── Document passage ──

Brant and I quickly found our rhythm. We met each other at the airport in Dallas over beers and then got on the plane to Santiago. Once in Santiago we headed to the Wicked Campervan rental lot and were dialed into “Elvis”, which would be our wheels and home for the next week. For ~$90 per day we’d procured a Mitsubishi L300 converted into a campervan, provisioned for adventure and topped-off with obnoxious paintings of Elvis all over both sides. This would ensure that every Chilean local would know we were foreigners, not exactly what you want when trying to discreetly surf amazing waves! Elvis is what the van Donna and I rented in New Zealand should’ve been: so much bigger on the inside that all of our surfboards, 7 in total, would fit inside while on the road and so that two grown men could both sleep inside without being too close for comfort.

Elvis, the Wicked Campervan

Elvis, the Wicked Campervan

Chile part 1-14

Elvis’ other side. A very conspicuous surf exploration vehicle.  Note the turf matts, which were an awesome addition brought by Brant.

 

As soon as we had our wheels we hit the road for Pichilemu and arrived in time for an evening session at Punta Lobos. There wasn’t much swell, but the waves were fun and I could already see that the sand was much better than when I was there the previous September. Back then the only part of Punta Lobos that was working was the Diamonte section on the inside of the points, but on this day the waves were breaking much closer to Los Morros, the two iconic hump-shaped rocks at the top of the point, in the Mirador section. We stayed in a hostel that evening (not yet ready to commit to van life, I guess) and got a little bit of a late start on the road the next day.

Surfers, it’s worth it to check out this Surfline Spot Check on Punta Lobos, narrated by none other than Ramon Navarro.

Pichilemu, with the Mirador section small but working

Punta Lobos

Brant and two of the hostel peeps

Brant and two of the hostel peeps

 

The plan all along was to head south of Pichilemu to the Promised Land of Chilean surfing. This is what I love most about surf trips: the adventure of exploration and reward that constitutes searching for, finding and surfing awesome new locations. In order to respect the Chilean locals of the Promised Land – and to not ruin the sense of adventure for those who want to live it as much as possible themselves – I’m not going to use any actual place or wave names in my writing here. This blog post is, after-all, bound for the Internet at large. Maybe I’ll drop a clue here an there for fun, but I definitely don’t want to be “that guy” who puts up photos of waves and then spells out exactly what they are called and where they are. In some respects I imagine Chile being a little like California was 50 years ago and we should try to preserve it that way for as long as possible.   If you really want some info, you can give me a call, but don’t plan on met telling you any good info unless you already have a plane ticket booked!

───

◆ Instructions for the task: Can you return, word for word, the part of the Chile surf trip account that starts at the words "Brant and I" and ends after "close for comfort."?

── Items ──

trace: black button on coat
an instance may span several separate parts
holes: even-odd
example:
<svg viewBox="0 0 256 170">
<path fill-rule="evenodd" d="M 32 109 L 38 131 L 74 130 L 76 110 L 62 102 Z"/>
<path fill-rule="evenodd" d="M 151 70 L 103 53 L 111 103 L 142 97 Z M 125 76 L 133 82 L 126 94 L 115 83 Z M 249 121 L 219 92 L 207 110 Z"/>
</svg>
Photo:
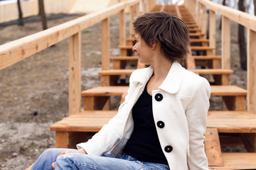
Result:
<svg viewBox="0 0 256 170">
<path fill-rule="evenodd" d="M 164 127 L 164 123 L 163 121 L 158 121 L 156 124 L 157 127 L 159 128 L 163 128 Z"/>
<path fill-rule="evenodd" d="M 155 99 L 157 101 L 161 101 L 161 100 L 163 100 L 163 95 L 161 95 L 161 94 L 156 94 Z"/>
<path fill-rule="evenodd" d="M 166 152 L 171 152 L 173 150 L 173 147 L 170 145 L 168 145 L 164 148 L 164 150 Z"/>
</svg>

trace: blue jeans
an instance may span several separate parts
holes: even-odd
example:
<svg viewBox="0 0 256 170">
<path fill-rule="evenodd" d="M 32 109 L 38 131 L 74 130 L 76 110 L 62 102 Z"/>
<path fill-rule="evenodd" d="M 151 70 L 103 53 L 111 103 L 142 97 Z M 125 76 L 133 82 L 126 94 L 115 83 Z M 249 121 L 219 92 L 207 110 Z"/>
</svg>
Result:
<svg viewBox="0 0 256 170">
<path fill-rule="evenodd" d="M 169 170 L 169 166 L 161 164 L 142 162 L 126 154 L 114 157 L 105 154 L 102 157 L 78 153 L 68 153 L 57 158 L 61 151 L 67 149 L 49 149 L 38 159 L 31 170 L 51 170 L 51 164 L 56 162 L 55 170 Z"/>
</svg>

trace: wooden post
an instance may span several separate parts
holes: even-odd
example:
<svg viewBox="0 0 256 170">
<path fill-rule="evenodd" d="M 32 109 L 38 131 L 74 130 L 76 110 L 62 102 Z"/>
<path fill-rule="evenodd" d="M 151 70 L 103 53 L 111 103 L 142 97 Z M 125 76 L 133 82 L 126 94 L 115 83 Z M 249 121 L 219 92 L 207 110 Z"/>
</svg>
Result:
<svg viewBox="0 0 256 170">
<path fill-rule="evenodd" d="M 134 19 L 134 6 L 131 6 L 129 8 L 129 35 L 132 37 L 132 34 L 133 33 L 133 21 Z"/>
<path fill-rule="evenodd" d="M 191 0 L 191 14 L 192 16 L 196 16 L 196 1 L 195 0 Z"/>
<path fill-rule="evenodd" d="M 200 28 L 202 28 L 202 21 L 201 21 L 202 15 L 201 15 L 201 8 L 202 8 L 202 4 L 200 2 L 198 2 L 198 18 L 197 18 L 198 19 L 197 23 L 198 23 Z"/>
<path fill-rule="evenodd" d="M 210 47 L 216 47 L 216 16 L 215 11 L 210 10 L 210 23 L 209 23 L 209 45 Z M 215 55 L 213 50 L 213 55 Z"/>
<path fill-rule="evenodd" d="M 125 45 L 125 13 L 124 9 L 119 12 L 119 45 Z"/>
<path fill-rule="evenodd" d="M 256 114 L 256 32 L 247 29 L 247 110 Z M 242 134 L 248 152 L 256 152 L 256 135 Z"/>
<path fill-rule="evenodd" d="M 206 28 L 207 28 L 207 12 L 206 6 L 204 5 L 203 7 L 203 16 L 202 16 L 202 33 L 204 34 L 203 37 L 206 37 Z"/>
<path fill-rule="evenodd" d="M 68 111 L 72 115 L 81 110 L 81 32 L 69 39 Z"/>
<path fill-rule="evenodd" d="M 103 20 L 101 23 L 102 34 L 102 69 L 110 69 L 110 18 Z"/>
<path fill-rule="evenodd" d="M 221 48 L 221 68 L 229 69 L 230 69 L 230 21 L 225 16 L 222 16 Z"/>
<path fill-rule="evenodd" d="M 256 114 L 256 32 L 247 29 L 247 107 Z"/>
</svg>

───

◆ Output:
Brant and I quickly found our rhythm. We met each other at the airport in Dallas over beers and then got on the plane to Santiago. Once in Santiago we headed to the Wicked Campervan rental lot and were dialed into “Elvis”, which would be our wheels and home for the next week. For ~$90 per day we’d procured a Mitsubishi L300 converted into a campervan, provisioned for adventure and topped-off with obnoxious paintings of Elvis all over both sides. This would ensure that every Chilean local would know we were foreigners, not exactly what you want when trying to discreetly surf amazing waves! Elvis is what the van Donna and I rented in New Zealand should’ve been: so much bigger on the inside that all of our surfboards, 7 in total, would fit inside while on the road and so that two grown men could both sleep inside without being too close for comfort.